═══ Given records ═══

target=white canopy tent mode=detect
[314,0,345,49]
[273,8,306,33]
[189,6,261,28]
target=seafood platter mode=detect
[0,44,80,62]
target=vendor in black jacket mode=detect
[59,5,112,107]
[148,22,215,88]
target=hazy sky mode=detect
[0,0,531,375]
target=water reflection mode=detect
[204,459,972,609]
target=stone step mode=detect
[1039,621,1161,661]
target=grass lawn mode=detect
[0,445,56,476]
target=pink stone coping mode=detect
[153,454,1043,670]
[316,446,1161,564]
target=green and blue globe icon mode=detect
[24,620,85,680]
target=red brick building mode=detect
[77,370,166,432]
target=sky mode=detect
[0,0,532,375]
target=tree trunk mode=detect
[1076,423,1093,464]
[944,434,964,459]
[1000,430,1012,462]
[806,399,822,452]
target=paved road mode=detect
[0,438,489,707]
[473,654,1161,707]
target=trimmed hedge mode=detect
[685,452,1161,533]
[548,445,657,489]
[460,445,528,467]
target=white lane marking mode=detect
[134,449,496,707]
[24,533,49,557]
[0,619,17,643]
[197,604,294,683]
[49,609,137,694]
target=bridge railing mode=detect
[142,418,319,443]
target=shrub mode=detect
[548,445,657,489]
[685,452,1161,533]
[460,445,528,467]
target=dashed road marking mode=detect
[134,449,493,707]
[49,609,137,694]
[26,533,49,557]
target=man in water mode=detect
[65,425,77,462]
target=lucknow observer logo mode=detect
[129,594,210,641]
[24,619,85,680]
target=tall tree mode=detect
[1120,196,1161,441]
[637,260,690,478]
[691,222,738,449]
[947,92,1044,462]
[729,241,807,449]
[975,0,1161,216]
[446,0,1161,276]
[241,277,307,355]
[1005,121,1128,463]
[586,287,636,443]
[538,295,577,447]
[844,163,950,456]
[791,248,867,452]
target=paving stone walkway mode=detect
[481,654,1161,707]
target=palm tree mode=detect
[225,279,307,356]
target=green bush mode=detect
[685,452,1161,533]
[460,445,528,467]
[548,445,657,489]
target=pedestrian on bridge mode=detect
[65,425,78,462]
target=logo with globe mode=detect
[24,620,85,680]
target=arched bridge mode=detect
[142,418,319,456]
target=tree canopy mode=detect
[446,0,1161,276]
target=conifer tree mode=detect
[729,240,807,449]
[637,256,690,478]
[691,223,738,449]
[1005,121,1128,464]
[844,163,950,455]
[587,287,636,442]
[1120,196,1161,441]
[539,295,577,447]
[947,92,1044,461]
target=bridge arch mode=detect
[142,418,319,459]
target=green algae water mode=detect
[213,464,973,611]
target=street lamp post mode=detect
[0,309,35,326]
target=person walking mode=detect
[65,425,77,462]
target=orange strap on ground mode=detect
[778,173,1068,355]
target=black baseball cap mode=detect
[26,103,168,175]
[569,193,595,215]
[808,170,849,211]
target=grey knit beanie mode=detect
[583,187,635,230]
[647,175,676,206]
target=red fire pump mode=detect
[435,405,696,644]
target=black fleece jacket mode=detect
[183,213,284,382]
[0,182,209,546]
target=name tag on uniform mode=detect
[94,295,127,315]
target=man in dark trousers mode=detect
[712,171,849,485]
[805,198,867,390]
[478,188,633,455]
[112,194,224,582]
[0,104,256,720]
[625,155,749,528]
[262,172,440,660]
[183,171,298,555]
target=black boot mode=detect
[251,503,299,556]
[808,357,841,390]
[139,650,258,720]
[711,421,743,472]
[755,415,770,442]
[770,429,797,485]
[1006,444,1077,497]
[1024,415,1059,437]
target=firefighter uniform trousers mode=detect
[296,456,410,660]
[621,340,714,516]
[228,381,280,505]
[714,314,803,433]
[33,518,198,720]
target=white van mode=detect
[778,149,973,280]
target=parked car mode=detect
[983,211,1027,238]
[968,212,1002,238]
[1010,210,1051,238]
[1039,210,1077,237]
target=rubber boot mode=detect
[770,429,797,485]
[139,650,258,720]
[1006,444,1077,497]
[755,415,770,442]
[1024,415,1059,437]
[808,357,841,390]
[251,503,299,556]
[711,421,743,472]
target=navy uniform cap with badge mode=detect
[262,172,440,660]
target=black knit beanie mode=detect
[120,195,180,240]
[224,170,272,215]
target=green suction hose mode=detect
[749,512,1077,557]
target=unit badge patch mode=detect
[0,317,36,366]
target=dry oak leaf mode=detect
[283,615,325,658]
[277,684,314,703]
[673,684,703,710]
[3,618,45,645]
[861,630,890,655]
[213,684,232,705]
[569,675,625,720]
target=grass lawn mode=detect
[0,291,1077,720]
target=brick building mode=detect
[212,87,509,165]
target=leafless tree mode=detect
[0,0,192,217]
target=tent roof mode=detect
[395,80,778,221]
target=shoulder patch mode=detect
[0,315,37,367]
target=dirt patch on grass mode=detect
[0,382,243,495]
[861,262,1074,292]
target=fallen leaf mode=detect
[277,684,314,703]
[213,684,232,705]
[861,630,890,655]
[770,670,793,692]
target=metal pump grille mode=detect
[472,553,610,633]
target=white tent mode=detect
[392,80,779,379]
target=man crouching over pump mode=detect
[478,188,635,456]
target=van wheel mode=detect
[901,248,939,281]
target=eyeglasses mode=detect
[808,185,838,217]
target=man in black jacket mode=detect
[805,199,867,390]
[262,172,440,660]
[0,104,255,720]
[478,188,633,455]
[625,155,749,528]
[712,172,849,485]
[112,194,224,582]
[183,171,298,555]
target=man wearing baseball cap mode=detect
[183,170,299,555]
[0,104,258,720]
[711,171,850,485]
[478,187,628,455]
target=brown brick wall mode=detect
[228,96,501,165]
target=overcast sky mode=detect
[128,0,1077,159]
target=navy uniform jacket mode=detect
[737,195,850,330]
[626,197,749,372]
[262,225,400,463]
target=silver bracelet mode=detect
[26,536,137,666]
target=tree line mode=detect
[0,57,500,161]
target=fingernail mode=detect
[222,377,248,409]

═══

Goal>
Rewrite only the lines from the one with "target=rubber boot mode=detect" up to and including the one with "[224,170,272,215]", swapping every "detect" for "locate" and leaving everything else unchanged.

Response for this exercise>
target=rubber boot mode=locate
[770,429,797,485]
[139,650,258,720]
[1006,444,1077,497]
[755,415,770,442]
[1024,415,1059,437]
[808,357,841,390]
[251,503,299,556]
[711,421,743,472]
target=navy uniform cap with badge mode=locate
[262,172,440,660]
target=black knit beanie mode=locate
[120,195,180,240]
[224,170,272,215]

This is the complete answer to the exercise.